# Start of Given text
Business Insider for trade unions?
Don’t take my word for it – check it out for yourself: http://www.businessinsider.com/we-may-need-labor-unions-after-all-2012-12
As the Business Insider put it so aptly (and frankly, we couldn’t say it any better):
...we’ve developed inequality so extreme (within the United States) that it is worse than any time since the late 1920’s. Contributing to this inequality is a new religion of shareholder value that has come to be defined only by “today’s stock price” and not by many other less-visible attributes that build long-term economic value.
Like many religions, the “shareholder value” religion started well: In the 1980s, American companies were bloated and lethargic, and senior management pay was so detached from performance that shareholders were an afterthought. But now the pendulum has swung too far the other way. Now, it’s all about stock performance–to the point where even good companies are now quietly shafting other constituencies that should benefit from their existence.
Most notably: Rank and file employees.
Great companies in a healthy and balanced economy don’t view employees as “inputs.” They don’t view them as “costs.” They don’t try to pay them “as little as they have to keep them from quitting.” They view their employees as the extremely valuable assets they are (or should be).
Most importantly, they share their wealth with them. One of the big problems in the U.S. economy is that America’s biggest companies are no longer sharing their wealth with rank and file employees.
Okay, excuse us while we pick up our jaws and brains from the floor.
What’s next? The Wall Street Journal spouting on about the need for universal healthcare? Forbes magazine calling forth for a worker’s socialist revolution? The dead rising from their graves!? Cat’s and dogs fornicating!?!
In retrospect, this should not come as a total surprise. The notion of having ‘happy employees’ is something business schools are increasingly expounding. Personally, we’re still waiting for a school of business thought based upon Sir Ernest Shackleton’s practice of teamwork. Shackleton was the Antarctic explorer whose ship was destroyed by their incessant iceflows of the South Pole and during the course of over a year, he and his band of explorers trekked across the frozen wastelands and eventually found help – and all without losing a single man as Shackleton believed his first priority was to his team and not just to an abstract goal of reaching the South Pole. As a result, Shackleton enjoyed tremendous loyalty and respect both amongst his peers and especially amongst his supporters and team members.
# End of Given text
* [Problems to work on]
1. Name every news publication mentioned in the text on trade unions.
2. Write the next part of the text on trade unions, picking up after its final sentence.
The material that comes next is unrelated to the text on trade unions.
# Start of Excerpted data
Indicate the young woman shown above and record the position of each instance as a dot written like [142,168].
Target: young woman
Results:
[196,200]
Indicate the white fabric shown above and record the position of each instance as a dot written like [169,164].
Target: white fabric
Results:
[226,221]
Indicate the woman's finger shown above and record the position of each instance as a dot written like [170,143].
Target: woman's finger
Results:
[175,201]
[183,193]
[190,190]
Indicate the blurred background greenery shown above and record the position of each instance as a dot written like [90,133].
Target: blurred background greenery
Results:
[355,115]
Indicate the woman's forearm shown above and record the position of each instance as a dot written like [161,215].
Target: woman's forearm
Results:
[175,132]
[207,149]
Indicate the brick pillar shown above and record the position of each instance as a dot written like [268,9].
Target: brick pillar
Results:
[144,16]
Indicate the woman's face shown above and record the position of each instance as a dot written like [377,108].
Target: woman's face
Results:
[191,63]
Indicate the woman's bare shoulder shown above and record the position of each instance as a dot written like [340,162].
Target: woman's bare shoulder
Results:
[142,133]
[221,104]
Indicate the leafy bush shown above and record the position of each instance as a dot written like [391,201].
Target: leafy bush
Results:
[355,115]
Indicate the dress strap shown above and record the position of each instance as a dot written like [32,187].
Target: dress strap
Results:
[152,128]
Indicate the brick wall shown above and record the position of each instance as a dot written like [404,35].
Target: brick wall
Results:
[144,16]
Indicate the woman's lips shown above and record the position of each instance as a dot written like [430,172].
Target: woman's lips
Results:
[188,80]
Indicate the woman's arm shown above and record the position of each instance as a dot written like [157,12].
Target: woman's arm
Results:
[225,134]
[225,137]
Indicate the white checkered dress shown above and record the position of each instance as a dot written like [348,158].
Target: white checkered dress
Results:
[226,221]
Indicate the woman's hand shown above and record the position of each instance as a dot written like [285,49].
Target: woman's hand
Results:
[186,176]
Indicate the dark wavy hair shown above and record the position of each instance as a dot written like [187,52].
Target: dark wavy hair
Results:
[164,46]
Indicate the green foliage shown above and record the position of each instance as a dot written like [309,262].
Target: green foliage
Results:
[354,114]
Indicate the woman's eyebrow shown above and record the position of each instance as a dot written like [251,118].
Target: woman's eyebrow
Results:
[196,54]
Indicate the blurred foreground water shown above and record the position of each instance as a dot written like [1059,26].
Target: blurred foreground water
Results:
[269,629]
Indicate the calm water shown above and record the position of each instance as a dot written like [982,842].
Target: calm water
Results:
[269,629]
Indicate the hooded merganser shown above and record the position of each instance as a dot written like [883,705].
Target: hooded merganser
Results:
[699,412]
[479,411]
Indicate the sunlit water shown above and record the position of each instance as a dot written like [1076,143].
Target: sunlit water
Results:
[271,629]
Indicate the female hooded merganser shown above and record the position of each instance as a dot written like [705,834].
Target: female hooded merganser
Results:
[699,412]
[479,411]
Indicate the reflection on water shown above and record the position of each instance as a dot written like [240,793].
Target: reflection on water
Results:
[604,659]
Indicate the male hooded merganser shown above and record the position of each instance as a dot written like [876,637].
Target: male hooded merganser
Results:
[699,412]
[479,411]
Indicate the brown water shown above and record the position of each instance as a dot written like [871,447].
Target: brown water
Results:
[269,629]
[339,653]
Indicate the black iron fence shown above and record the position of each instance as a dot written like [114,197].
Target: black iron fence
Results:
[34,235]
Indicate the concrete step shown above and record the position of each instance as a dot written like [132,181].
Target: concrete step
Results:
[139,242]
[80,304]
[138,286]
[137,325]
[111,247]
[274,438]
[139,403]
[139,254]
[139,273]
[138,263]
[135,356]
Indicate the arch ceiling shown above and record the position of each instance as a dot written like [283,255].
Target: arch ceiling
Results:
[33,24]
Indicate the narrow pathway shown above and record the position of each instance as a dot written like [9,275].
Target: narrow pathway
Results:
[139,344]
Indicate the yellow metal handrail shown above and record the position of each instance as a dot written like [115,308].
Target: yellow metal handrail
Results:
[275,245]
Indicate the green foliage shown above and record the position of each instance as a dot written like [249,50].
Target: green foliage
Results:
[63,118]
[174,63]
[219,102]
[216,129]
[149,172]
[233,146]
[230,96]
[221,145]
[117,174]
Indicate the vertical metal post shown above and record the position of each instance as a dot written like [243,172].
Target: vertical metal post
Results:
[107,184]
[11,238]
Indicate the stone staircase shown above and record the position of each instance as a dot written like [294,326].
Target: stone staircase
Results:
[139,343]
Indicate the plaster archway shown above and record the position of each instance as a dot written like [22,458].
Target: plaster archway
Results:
# End of Excerpted data
* [Responses per task]
1. Business Insider, The Wall Street Journal, and Forbes magazine.

2.
Wow; the notion of company loyalty and true teamwork; imagine that – what a radical idea,…!
A company is more than just its sales and product: somebody’s gotta make things, program software, deliver packages – and most of all, buy things as workers are more than just budgetary drains: workers are also buyers.
It’s this last point that’s been consistently overlooked for the past 40 or so years. You cannot have a capitalistic democratic representative society without a viable middle class. Without a middle class that’s able to buy things, pay for college, support their local government through property taxes and whatnot, well, you’ll just wind up with feudalism – or potentially, fascism (as Lenin put it more bluntly, “fascism is merely decayed capitalism”).
And naturally, at this stage of the discussion, the hairy old chestnut of ‘supply side economics’ comes to the fore – i.e., those who have the money will spend it to keep things going. Think again: it simply doesn’t work. The studies are numerous (but here’s a quickie that’s worth reading: http://en.wikipedia.org/wiki/Economic_policy_of_the_George_W._Bush_administration).
Bottom line: those who have money did so by undertaking what they thought best – through inheritance, wise investment policies, outright fraud or other tactics – and as anyone who’s familiar with human nature will tell you, those have money are not as willing to part with their money because, quite frankly, how do you think they got rich in the first place?
Supply side economic fails on the single vital point of human nature: one doesn’t get wealthy by spending their money, so what makes you think they’re going to be willing to spend money just to benefit others?
So where do we go from here? In order for any trade union to work it needs members – and right now, the problem facing many trade unions (or unions in general) is the fact that existing (as well as potential) members are afraid and intimidated. Union membership has declined dramatically over the past thirty years or so and the actions of larger entities (WalMart, for example) aren’t helping matters any by forcing employees into difficult choices – like, do what you’re told or you’ll lose your job.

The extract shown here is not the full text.